= The problem =
Extract the data from the line containing "I need you to find the grassy" through the line containing "[111,281,121,345]", and repeat those lines exactly, with both ends included.
━━━━━ Stored records
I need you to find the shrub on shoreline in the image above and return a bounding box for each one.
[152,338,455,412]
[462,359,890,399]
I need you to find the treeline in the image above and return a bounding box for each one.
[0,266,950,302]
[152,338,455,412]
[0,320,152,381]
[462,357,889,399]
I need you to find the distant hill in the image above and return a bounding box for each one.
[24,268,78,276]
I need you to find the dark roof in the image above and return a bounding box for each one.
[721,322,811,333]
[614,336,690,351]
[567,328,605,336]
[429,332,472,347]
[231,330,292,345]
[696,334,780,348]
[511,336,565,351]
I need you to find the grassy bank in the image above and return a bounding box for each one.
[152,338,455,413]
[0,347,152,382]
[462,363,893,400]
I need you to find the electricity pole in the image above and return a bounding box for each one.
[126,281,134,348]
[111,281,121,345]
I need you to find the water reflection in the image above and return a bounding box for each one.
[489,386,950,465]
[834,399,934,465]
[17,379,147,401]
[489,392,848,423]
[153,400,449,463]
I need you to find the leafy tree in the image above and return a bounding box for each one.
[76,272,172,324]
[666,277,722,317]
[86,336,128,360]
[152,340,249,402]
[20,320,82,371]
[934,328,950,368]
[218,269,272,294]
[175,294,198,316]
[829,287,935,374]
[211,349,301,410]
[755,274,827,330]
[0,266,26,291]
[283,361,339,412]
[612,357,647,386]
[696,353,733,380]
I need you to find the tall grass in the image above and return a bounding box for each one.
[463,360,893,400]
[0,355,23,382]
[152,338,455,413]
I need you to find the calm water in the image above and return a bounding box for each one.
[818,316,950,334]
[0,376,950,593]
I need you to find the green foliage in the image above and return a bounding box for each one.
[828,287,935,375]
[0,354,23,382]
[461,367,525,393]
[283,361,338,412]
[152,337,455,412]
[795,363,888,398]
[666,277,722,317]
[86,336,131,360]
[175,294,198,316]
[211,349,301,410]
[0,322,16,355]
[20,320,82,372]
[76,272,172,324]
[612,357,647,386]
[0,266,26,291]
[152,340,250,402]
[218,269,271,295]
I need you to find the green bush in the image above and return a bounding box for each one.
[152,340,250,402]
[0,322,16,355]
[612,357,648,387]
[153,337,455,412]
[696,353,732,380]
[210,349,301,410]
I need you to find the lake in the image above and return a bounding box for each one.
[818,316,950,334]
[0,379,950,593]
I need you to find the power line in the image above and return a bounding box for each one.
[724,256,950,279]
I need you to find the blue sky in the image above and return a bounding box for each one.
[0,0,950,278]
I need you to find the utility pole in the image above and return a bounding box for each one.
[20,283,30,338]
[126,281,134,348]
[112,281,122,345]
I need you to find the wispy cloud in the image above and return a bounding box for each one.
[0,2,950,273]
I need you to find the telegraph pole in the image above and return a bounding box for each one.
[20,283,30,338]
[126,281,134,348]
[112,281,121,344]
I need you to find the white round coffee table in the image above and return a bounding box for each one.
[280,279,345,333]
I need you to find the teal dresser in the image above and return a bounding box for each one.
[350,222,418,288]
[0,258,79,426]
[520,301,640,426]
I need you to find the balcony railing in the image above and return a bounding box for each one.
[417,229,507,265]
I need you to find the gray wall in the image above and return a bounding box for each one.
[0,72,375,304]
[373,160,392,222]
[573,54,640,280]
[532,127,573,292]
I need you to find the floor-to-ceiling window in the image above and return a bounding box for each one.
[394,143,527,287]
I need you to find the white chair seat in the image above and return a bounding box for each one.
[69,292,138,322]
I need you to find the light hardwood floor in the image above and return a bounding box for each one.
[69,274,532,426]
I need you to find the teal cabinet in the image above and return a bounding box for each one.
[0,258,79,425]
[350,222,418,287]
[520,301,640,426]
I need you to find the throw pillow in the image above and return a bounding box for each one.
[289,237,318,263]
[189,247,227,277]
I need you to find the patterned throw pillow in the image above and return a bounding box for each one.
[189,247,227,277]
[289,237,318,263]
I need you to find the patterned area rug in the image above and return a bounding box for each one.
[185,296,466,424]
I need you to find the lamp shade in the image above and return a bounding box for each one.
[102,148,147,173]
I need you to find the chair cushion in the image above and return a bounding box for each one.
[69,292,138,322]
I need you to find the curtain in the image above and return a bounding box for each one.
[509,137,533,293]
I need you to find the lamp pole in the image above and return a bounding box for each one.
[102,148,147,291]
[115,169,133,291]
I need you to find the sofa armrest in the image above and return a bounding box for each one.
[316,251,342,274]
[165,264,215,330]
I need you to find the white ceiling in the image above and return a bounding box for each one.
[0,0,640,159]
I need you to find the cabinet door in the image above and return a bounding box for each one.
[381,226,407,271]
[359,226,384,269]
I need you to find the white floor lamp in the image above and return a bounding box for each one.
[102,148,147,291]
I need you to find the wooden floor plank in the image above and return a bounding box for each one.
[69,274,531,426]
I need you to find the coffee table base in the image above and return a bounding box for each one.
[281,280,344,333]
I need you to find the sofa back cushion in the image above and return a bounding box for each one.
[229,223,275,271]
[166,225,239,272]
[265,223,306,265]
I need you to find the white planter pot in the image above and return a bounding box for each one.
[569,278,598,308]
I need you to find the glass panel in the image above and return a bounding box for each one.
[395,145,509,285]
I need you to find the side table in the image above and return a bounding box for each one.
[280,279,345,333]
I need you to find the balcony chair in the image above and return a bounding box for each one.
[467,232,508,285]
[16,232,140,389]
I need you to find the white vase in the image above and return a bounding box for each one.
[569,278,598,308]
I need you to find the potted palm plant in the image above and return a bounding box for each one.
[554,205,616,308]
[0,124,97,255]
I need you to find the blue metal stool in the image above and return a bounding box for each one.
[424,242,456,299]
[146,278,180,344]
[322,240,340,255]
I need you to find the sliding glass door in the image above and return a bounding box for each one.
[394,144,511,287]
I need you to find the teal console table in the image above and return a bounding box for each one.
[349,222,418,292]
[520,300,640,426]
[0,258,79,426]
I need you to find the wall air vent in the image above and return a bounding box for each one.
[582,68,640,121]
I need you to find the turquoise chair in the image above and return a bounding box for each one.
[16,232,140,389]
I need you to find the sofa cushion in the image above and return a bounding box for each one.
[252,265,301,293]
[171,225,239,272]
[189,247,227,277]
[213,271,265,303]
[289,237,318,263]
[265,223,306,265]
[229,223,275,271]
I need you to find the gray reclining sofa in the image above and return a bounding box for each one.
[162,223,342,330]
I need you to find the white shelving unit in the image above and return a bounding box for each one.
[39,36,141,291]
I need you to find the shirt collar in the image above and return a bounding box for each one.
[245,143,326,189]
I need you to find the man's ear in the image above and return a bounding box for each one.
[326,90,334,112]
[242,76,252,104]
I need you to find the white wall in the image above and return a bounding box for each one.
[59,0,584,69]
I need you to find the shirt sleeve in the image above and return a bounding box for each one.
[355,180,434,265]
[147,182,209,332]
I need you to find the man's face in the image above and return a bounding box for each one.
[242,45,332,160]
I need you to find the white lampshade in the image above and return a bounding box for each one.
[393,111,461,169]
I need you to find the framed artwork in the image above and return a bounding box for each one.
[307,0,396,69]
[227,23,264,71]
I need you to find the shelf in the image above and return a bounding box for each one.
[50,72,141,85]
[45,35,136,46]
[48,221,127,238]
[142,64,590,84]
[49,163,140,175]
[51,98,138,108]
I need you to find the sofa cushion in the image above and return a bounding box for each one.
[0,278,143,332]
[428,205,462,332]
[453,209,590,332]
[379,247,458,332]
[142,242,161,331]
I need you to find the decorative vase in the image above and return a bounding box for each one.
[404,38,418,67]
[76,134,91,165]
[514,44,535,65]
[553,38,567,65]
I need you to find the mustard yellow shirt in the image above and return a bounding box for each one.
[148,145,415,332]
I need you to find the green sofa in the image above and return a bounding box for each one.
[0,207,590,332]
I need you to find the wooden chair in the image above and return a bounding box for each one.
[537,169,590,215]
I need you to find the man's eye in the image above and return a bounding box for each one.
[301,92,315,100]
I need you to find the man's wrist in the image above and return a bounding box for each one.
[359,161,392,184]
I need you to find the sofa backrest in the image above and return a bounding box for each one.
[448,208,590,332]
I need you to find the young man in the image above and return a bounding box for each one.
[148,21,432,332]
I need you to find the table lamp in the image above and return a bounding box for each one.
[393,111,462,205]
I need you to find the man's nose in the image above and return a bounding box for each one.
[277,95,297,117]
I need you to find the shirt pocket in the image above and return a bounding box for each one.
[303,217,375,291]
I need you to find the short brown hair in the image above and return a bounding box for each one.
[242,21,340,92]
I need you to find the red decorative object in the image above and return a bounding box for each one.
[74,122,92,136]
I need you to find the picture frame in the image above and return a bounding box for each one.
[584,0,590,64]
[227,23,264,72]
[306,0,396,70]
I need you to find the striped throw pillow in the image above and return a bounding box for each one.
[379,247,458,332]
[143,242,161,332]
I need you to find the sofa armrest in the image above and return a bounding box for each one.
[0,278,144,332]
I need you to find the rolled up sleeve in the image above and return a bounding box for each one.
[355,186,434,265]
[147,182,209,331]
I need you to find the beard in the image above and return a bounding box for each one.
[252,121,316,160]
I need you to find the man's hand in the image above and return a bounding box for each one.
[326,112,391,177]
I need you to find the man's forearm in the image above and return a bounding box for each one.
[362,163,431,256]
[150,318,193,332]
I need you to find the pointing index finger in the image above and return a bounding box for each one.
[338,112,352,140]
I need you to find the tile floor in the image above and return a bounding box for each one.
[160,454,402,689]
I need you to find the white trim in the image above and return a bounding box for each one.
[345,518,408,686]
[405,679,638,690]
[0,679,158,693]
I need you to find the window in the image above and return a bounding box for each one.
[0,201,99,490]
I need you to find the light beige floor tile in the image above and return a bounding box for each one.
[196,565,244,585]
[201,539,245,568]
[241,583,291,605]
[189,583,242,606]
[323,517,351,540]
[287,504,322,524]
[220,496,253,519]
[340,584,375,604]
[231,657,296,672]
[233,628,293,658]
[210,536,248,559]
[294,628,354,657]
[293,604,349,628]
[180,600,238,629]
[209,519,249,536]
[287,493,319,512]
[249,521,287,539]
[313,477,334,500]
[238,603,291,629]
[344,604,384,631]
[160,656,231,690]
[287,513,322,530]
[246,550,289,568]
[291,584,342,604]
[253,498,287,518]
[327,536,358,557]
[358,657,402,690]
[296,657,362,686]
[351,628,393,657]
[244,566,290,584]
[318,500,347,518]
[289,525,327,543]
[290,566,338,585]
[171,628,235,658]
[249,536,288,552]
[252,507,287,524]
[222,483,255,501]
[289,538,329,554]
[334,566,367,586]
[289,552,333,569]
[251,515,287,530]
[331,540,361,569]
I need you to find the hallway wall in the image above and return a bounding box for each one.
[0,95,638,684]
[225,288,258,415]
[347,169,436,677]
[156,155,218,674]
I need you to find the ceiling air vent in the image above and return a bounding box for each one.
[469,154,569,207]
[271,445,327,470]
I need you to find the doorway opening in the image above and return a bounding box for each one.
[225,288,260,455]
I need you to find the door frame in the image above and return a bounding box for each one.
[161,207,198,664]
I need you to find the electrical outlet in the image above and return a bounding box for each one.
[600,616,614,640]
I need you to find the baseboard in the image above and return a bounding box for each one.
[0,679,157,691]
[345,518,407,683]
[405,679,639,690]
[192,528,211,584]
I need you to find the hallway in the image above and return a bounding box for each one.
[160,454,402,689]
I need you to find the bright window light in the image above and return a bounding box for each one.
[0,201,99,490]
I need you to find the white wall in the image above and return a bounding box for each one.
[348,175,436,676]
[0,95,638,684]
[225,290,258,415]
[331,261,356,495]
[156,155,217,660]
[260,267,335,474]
━━━━━━━━━━
= Result =
I need you to find the grassy bank in the image above and return a bounding box for each one.
[152,338,455,413]
[0,347,152,382]
[462,363,893,400]
I need you to find the electricity pole in the image above and return a bounding box for each one.
[126,281,134,348]
[111,281,121,345]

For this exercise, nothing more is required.